- [INSTRUCTIONS TO FOLLOW]: Every line of the data below should be retyped exactly.

- [DATA PROVIDED]:
━━━━━━━━━━━━━━━━━━━━━━━━━━━━━━

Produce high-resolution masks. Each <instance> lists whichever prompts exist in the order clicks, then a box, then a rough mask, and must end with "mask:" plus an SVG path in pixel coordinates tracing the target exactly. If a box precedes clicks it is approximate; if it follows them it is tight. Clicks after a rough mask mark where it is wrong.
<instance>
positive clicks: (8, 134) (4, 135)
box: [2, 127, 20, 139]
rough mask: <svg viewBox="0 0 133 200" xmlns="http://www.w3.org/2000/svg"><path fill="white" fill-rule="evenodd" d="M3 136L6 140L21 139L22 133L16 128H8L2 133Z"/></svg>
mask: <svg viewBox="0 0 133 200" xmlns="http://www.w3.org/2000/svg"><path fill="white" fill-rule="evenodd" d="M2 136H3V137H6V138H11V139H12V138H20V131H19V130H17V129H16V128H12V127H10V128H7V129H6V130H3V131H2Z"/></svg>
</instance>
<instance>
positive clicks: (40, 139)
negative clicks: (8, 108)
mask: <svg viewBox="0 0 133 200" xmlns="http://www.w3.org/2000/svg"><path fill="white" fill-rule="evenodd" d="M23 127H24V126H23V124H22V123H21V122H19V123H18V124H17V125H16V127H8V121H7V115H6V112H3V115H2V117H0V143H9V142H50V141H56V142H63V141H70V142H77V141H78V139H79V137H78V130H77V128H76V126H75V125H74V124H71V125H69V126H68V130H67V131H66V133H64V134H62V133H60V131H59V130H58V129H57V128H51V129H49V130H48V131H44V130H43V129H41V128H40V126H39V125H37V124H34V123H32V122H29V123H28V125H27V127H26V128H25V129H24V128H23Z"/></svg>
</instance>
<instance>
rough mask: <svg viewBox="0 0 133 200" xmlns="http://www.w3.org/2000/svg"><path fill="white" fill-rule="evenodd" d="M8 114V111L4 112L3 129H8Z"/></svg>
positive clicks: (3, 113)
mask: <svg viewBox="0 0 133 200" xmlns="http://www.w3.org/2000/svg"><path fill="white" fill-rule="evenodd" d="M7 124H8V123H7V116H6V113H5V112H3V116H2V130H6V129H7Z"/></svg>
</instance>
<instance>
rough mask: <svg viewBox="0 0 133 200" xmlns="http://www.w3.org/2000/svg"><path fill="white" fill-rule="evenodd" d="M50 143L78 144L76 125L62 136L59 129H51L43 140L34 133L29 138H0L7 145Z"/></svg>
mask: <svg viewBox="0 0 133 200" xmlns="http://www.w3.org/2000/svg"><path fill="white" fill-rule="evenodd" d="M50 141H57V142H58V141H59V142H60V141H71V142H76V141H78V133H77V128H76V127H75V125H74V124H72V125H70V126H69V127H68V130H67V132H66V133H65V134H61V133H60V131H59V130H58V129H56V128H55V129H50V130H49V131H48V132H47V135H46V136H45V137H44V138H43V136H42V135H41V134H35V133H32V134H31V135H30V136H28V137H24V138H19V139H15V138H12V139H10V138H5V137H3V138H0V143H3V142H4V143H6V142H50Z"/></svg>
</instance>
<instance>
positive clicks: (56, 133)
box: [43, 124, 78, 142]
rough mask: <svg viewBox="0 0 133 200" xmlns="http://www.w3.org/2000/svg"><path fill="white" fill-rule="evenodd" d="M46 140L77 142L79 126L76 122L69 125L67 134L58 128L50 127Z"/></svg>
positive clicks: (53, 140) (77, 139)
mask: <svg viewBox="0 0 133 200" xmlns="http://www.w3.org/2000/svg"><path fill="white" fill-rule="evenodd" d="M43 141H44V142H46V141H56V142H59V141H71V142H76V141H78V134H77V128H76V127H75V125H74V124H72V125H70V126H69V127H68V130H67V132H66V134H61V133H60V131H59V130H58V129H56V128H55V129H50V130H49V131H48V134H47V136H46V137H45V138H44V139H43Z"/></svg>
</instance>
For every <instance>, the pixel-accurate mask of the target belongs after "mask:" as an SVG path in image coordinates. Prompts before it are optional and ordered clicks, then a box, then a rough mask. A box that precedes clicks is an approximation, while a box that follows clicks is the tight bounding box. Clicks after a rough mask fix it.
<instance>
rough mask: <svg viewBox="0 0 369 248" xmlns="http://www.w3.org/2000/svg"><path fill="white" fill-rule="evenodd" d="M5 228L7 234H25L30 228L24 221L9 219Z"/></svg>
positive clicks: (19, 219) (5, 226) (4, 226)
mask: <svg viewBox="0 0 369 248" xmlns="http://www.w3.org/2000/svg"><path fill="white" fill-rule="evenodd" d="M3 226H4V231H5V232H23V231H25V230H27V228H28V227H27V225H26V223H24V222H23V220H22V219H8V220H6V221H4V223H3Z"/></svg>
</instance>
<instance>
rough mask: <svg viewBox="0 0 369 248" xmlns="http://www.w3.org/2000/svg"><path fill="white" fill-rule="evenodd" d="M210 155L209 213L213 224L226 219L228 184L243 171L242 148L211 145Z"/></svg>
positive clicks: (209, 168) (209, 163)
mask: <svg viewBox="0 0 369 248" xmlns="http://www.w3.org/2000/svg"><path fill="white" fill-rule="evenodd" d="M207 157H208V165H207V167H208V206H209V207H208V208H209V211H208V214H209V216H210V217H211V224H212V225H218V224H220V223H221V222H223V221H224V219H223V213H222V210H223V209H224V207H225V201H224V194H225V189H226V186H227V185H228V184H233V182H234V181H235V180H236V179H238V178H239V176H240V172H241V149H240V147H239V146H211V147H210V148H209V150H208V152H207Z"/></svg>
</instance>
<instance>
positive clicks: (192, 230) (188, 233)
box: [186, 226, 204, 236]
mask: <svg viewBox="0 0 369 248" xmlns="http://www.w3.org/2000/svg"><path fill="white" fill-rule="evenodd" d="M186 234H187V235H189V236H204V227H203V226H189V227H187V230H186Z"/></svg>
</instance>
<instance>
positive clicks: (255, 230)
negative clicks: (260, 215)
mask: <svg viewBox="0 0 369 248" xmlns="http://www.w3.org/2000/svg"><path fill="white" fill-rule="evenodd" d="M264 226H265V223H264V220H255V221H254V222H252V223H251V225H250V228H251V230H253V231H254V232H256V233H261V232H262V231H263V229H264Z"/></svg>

━━━━━━━━━━━━━━━━━━━━━━━━━━━━━━

- [SOLUTION FOR THIS TASK]:
Produce high-resolution masks. Each <instance> lists whichever prompts exist in the order clicks, then a box, then a rough mask, and must end with "mask:" plus an SVG path in pixel coordinates tracing the target exactly. If a box precedes clicks it is approximate; if it follows them it is tight. Clicks after a rough mask mark where it is wrong.
<instance>
positive clicks: (8, 134) (4, 135)
box: [2, 127, 20, 139]
rough mask: <svg viewBox="0 0 133 200" xmlns="http://www.w3.org/2000/svg"><path fill="white" fill-rule="evenodd" d="M3 136L6 140L21 139L22 133L16 128H8L2 133Z"/></svg>
mask: <svg viewBox="0 0 133 200" xmlns="http://www.w3.org/2000/svg"><path fill="white" fill-rule="evenodd" d="M2 136H3V137H6V138H11V139H12V138H20V131H19V130H17V129H16V128H12V127H10V128H7V129H6V130H3V131H2Z"/></svg>
</instance>
<instance>
positive clicks: (40, 139)
negative clicks: (8, 108)
mask: <svg viewBox="0 0 133 200" xmlns="http://www.w3.org/2000/svg"><path fill="white" fill-rule="evenodd" d="M23 127H24V126H23V124H22V123H21V122H19V123H18V124H17V125H16V127H8V121H7V115H6V112H3V115H2V117H0V143H9V142H50V141H56V142H63V141H70V142H77V141H78V139H79V137H78V130H77V128H76V126H75V125H74V124H71V125H69V126H68V130H67V131H66V133H64V134H62V133H60V131H59V130H58V129H57V128H51V129H49V130H48V131H44V130H43V129H41V128H40V126H39V125H37V124H34V123H32V122H29V123H28V125H27V127H26V128H25V129H24V128H23Z"/></svg>
</instance>
<instance>
rough mask: <svg viewBox="0 0 133 200" xmlns="http://www.w3.org/2000/svg"><path fill="white" fill-rule="evenodd" d="M8 114V111L4 112L3 129H8Z"/></svg>
positive clicks: (3, 113)
mask: <svg viewBox="0 0 133 200" xmlns="http://www.w3.org/2000/svg"><path fill="white" fill-rule="evenodd" d="M7 124H8V123H7V116H6V113H5V112H3V116H2V130H6V129H7Z"/></svg>
</instance>
<instance>
rough mask: <svg viewBox="0 0 133 200" xmlns="http://www.w3.org/2000/svg"><path fill="white" fill-rule="evenodd" d="M50 143L78 144L76 125L62 136L59 129H51L43 140L34 133L29 138H0L7 145Z"/></svg>
mask: <svg viewBox="0 0 133 200" xmlns="http://www.w3.org/2000/svg"><path fill="white" fill-rule="evenodd" d="M50 141H57V142H58V141H59V142H60V141H71V142H76V141H78V133H77V128H76V127H75V125H74V124H72V125H70V126H69V127H68V130H67V132H66V133H65V134H61V133H60V131H59V130H58V129H56V128H55V129H50V130H49V131H48V132H47V135H46V136H45V137H44V138H43V136H42V135H41V134H35V133H32V134H31V135H30V136H28V137H24V138H19V139H15V138H12V139H10V138H5V137H3V138H0V143H3V142H4V143H6V142H50Z"/></svg>
</instance>
<instance>
positive clicks: (56, 133)
box: [43, 124, 78, 142]
rough mask: <svg viewBox="0 0 133 200" xmlns="http://www.w3.org/2000/svg"><path fill="white" fill-rule="evenodd" d="M46 140L77 142L79 126L76 122L69 125L67 134L58 128L50 127Z"/></svg>
positive clicks: (53, 140) (77, 139)
mask: <svg viewBox="0 0 133 200" xmlns="http://www.w3.org/2000/svg"><path fill="white" fill-rule="evenodd" d="M43 141H44V142H46V141H56V142H59V141H71V142H76V141H78V134H77V128H76V127H75V125H74V124H72V125H70V126H69V127H68V130H67V132H66V134H61V133H60V131H59V130H58V129H56V128H55V129H50V130H49V131H48V134H47V136H46V137H45V138H44V139H43Z"/></svg>
</instance>
For every <instance>, the pixel-accurate mask of the target belongs after "mask:" as an SVG path in image coordinates. Prompts before it are optional and ordered clicks, then a box, then a rough mask. A box that precedes clicks is an approximation, while a box that follows clicks is the tight bounding box. Clicks after a rough mask fix it.
<instance>
rough mask: <svg viewBox="0 0 369 248" xmlns="http://www.w3.org/2000/svg"><path fill="white" fill-rule="evenodd" d="M5 228L7 234H25L30 228L24 221L9 219Z"/></svg>
positive clicks: (19, 219) (5, 226) (4, 226)
mask: <svg viewBox="0 0 369 248" xmlns="http://www.w3.org/2000/svg"><path fill="white" fill-rule="evenodd" d="M3 226H4V231H5V232H23V231H25V230H27V228H28V227H27V225H26V223H24V222H23V220H22V219H8V220H6V221H4V223H3Z"/></svg>
</instance>
<instance>
rough mask: <svg viewBox="0 0 369 248" xmlns="http://www.w3.org/2000/svg"><path fill="white" fill-rule="evenodd" d="M210 155L209 213L213 224L226 219L228 184L243 171L242 148L211 145Z"/></svg>
positive clicks: (209, 168) (209, 163)
mask: <svg viewBox="0 0 369 248" xmlns="http://www.w3.org/2000/svg"><path fill="white" fill-rule="evenodd" d="M207 157H208V165H207V167H208V206H209V207H208V208H209V211H208V214H209V216H210V217H211V224H212V225H218V224H220V223H221V222H223V221H224V219H223V213H222V210H223V209H224V207H225V201H224V194H225V189H226V186H227V185H228V184H233V182H234V181H235V180H236V179H238V178H239V176H240V172H241V149H240V147H239V146H211V147H210V148H209V150H208V152H207Z"/></svg>
</instance>
<instance>
positive clicks: (192, 230) (188, 233)
box: [186, 226, 204, 236]
mask: <svg viewBox="0 0 369 248" xmlns="http://www.w3.org/2000/svg"><path fill="white" fill-rule="evenodd" d="M186 234H187V235H189V236H204V227H203V226H189V227H187V230H186Z"/></svg>
</instance>
<instance>
positive clicks: (255, 230)
negative clicks: (260, 215)
mask: <svg viewBox="0 0 369 248" xmlns="http://www.w3.org/2000/svg"><path fill="white" fill-rule="evenodd" d="M264 226H265V223H264V220H255V221H254V222H252V223H251V225H250V228H251V230H253V231H254V232H256V233H261V232H262V231H263V229H264Z"/></svg>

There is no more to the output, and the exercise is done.